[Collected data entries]

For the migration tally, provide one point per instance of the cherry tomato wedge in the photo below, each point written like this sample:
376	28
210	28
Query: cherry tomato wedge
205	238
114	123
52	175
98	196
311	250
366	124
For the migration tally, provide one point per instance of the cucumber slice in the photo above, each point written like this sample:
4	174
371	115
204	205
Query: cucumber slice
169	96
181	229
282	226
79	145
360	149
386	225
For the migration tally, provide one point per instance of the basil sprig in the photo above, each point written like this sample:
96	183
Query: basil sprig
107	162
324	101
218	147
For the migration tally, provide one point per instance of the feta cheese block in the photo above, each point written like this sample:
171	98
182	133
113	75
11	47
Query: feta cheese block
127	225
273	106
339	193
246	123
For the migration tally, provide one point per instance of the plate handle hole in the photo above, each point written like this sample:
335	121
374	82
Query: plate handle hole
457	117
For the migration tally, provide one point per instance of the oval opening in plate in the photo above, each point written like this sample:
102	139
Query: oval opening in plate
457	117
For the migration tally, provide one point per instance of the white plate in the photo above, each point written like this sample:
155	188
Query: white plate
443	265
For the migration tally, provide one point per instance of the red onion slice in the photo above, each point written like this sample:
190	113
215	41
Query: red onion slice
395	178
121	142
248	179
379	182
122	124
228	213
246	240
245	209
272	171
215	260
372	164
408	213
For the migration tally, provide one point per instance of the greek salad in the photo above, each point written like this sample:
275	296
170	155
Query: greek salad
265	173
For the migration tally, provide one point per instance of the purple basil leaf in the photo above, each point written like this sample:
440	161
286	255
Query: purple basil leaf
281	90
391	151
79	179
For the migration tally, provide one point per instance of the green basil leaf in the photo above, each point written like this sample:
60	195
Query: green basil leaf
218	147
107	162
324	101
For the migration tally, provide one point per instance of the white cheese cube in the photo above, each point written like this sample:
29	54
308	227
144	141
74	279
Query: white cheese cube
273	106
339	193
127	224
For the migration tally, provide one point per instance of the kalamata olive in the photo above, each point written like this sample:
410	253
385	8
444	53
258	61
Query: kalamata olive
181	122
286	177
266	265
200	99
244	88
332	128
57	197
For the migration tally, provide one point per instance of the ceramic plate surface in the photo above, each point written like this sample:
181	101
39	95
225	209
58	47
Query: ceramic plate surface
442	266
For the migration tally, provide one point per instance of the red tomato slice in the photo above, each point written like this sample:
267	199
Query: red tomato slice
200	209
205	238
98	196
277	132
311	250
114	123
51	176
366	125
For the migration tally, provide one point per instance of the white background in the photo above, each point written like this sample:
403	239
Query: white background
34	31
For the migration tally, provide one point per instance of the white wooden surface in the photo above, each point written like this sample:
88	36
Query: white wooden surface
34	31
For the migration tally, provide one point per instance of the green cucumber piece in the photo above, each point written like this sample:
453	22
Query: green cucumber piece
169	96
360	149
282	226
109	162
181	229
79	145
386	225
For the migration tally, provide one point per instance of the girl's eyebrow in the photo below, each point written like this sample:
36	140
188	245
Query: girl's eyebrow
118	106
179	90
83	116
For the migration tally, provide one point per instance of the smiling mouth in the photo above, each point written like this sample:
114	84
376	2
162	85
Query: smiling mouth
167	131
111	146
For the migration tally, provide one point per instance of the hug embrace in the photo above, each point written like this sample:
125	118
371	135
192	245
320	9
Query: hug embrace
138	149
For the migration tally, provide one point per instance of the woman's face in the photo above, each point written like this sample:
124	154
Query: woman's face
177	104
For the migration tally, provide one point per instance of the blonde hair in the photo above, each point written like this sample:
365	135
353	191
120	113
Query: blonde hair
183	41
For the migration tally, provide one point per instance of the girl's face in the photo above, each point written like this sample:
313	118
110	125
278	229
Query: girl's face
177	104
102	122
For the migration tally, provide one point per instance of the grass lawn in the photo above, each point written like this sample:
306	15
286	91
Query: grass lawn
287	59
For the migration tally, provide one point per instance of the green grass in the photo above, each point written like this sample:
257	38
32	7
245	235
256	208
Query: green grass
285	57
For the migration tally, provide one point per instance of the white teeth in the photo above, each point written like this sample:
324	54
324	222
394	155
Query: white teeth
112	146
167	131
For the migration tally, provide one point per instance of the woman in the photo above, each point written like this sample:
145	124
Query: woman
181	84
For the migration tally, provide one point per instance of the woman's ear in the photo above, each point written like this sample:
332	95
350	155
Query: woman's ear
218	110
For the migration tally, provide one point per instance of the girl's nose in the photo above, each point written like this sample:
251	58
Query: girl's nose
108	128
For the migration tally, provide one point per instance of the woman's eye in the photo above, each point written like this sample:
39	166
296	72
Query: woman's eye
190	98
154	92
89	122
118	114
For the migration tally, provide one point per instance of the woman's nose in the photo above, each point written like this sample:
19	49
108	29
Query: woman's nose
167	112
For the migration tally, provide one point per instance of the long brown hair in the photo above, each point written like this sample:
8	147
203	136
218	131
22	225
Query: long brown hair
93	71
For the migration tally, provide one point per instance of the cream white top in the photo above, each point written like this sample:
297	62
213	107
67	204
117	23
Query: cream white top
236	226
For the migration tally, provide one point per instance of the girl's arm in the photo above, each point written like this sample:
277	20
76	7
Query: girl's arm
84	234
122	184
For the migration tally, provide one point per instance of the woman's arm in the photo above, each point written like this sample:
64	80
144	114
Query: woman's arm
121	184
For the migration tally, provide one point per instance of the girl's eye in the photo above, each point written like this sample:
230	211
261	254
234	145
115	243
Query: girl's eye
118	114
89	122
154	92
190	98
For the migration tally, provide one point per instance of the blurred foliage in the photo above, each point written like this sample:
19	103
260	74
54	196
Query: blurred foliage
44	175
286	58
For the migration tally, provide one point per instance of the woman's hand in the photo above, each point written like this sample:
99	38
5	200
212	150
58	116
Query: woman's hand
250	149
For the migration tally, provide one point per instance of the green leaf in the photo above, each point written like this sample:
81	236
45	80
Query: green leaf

Problem.
From the data above, copy out every line with the string "below" in it.

Answer section.
For the migration tally, provide one point per instance of the cherry tomato wedge in the photo below, each point written like this sample:
For the migration tally, provide one point per instance of the girl's eyebrow in the photo below, each point written like this sample:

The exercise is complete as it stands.